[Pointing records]
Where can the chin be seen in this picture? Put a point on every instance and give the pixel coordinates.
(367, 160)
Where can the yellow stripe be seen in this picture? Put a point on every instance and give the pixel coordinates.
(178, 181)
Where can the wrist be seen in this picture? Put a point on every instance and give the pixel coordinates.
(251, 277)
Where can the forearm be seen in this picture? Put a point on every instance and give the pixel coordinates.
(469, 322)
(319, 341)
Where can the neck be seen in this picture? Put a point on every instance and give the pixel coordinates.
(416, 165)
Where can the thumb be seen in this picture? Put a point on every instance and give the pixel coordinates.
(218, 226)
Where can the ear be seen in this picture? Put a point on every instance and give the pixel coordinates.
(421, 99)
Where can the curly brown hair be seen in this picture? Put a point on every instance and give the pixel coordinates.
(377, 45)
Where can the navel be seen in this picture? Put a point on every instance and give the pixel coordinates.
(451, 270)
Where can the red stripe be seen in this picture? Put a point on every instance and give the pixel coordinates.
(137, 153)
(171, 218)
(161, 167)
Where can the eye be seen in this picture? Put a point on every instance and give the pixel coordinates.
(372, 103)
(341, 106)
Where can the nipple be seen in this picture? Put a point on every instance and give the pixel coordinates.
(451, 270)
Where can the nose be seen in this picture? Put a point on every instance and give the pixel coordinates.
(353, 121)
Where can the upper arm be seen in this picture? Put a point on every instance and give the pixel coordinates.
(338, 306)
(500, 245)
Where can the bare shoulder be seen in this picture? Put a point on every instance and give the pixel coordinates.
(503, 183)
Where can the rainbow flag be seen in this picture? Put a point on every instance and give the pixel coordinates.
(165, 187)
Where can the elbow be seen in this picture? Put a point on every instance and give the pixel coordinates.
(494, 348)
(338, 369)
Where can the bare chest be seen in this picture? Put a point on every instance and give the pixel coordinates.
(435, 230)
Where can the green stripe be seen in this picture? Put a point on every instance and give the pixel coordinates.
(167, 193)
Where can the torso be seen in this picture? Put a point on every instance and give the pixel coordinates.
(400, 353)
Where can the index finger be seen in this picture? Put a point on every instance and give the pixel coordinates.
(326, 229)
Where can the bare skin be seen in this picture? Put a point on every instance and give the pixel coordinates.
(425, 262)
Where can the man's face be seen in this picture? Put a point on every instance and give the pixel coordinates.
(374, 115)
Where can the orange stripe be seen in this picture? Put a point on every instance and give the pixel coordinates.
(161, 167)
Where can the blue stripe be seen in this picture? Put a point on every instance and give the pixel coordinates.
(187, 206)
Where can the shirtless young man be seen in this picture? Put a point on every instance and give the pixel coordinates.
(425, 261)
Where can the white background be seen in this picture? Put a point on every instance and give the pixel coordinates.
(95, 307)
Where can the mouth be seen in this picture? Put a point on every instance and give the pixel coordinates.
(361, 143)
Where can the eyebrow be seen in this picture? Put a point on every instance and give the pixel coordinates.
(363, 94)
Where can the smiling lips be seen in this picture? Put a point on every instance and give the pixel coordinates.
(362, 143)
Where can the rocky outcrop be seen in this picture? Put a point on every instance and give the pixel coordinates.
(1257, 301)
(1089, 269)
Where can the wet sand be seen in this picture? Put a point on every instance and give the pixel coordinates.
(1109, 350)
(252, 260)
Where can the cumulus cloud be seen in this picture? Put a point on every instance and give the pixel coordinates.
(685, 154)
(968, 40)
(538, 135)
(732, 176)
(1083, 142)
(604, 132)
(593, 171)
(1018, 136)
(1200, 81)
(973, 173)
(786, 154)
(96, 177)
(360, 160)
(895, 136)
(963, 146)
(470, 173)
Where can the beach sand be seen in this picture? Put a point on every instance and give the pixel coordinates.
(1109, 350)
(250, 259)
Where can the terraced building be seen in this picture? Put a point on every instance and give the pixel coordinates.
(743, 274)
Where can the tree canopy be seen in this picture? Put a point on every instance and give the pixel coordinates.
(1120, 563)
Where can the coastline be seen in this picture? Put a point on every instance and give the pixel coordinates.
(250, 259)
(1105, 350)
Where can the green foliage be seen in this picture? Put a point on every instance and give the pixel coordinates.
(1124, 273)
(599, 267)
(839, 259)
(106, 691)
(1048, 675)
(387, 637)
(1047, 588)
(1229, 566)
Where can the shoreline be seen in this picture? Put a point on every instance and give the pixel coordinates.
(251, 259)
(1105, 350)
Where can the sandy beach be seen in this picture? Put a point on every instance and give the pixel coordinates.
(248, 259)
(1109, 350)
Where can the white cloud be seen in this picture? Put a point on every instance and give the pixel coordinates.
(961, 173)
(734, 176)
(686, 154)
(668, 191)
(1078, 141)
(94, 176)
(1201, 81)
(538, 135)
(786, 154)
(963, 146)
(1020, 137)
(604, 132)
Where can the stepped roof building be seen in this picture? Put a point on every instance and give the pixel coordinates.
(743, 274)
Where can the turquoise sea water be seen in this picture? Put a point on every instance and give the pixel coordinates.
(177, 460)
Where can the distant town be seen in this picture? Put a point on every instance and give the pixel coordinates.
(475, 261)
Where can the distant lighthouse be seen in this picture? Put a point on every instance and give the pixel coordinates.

* Exercise: Extract the complete data, matching each line exactly.

* Reply:
Where can the chin be seen in this picture? Put a point on every instance and give the pixel coordinates.
(367, 160)
Where can the yellow stripe be seen in this picture? Put a point on every instance and give the pixel coordinates.
(178, 181)
Where can the wrist be seen in this picture? Put a point on every instance and give the pixel coordinates.
(251, 277)
Where can the forearm be seen in this picture? Put a point on every instance and give the pixel coordinates.
(469, 322)
(319, 341)
Where can the neck be seen in this picture? Put a point on every instance and give the pixel coordinates.
(416, 165)
Where can the thumb be seen in this picture? Put a point on every instance and give the pixel coordinates.
(218, 226)
Where can the ear be seen in this picture? Put a point on every instance and give the pixel coordinates.
(421, 99)
Where can the curly brown hair be seen in this picture? Put a point on every instance and give the pixel coordinates.
(377, 45)
Where can the navel be seen in this picture? Put a point on every instance and give the pixel coordinates.
(451, 270)
Where can the red stripe be seen in this picture? Put a point on every instance and give the pixel coordinates.
(137, 153)
(171, 218)
(161, 167)
Where can the eye be seen in this picture? Put a point on every instance and give the pixel coordinates.
(372, 103)
(341, 106)
Where can the nipple be seen in this picture? Put a point on every instance and give the pixel coordinates.
(451, 270)
Where can the nose be seen in this picture? Put a point on every instance and give the pixel coordinates.
(353, 121)
Where can the upper arm be seen in this picture? Put a point on every instance and give the pixel coordinates.
(338, 306)
(500, 245)
Where can the bare shoulder be seen in this picture? Put a point on every instance and give the pixel coordinates.
(503, 183)
Where can the rainbow flag be seen in this picture? Put a point on every instance and give the pixel coordinates.
(165, 187)
Where can the elbow be seen in this picture? Put a point on every instance and give the pixel coordinates.
(494, 348)
(338, 369)
Where can the bare chest be seen in this picture? Put a point on every instance and give the pixel coordinates.
(435, 230)
Where can the green stripe be seen in this picture? Put a point on every instance and give the pixel coordinates.
(167, 193)
Where can the torso be seen in this picture? Put a point on every instance and give the pixel coordinates.
(400, 353)
Where can the index finger be seen in this picture? Put a point on every instance and give the pixel coordinates.
(326, 229)
Where can the bare skin be seen in this picture? Put a point on every instance and give the pixel coordinates.
(425, 262)
Where can the man's face be seen in this picture? Put a point on every instance and give the pixel coordinates.
(374, 115)
Where can the orange stripe be seen in this picture? Put a point on every instance and give the pixel coordinates.
(161, 167)
Where can the blue stripe be seen in this picture? Put a point on every instance and give the pixel coordinates.
(187, 206)
Where can the shirtless young man be seen in this picture? Put a point on every instance and give the pixel coordinates.
(425, 261)
Where can the white background be seen in this picture? Put a point on every instance and give the pixel coordinates.
(95, 307)
Where can the mouth be seen in this picture? Put a point on every instance and give the pixel coordinates.
(361, 143)
Where can the eyebrow be seen in this picture? Put a point on every instance and give the pixel coordinates.
(363, 94)
Where can the smiling lips be seen in this picture? Put a point on every instance and give the pixel coordinates.
(362, 143)
Where can the rocky outcrop be seen in this picture? Put a point on every instance and give the pixel coordinates.
(1257, 301)
(1089, 269)
Where can the wet sand be seen in this picture? Put a point on every instance and give the pixel coordinates.
(1109, 350)
(252, 260)
Where can the cumulus cloud be seen in this picture? Put a point on every instance and give the pixel coordinates.
(685, 154)
(968, 40)
(538, 135)
(732, 176)
(1083, 142)
(604, 132)
(593, 171)
(1018, 136)
(1200, 81)
(973, 173)
(786, 154)
(96, 177)
(360, 160)
(895, 136)
(963, 146)
(470, 173)
Where can the beach sand be seen in this picture? Put a point on every instance and give the pixel coordinates.
(1109, 350)
(250, 259)
Where can the terraced building be seen in this picture? Put a point on every instance and give the pixel coordinates.
(743, 274)
Where can the tree canopy be seen in this picture? Put a point on every instance and give the pixel coordinates.
(1120, 563)
Where can the coastline be seen in this picture? Put a point on every instance and give the pixel coordinates.
(250, 259)
(1105, 350)
Where can the green foliage be seen in this picture? Put a point on every instance and give the pixel coordinates.
(1124, 273)
(599, 267)
(839, 259)
(106, 691)
(1048, 675)
(387, 637)
(1047, 588)
(1229, 566)
Where can the shoreline be seen in this picture? Put a point on every instance and give the pixel coordinates.
(251, 259)
(1105, 350)
Where can the sandy beach be seen in this picture? Put a point on every instance and give the pixel coordinates.
(248, 259)
(1109, 350)
Where can the white cloud be seen in this picture? Put a point on every instance and give the pixel coordinates.
(961, 173)
(734, 176)
(686, 154)
(668, 191)
(1078, 141)
(94, 176)
(1201, 81)
(538, 135)
(786, 154)
(963, 146)
(1020, 137)
(604, 132)
Where can the stepped roof building be seen in this picture? Put a point on every instance and give the pixel coordinates.
(743, 274)
Where can the turquoise sea water be seen in this picture? Put a point on every instance and give the pixel coordinates.
(177, 460)
Where can the distant town be seen in this picture? Put a point on every instance and give the pixel coordinates.
(475, 261)
Where can the distant lighthouse be seen in this picture? Put a point on every instance and give the pixel coordinates.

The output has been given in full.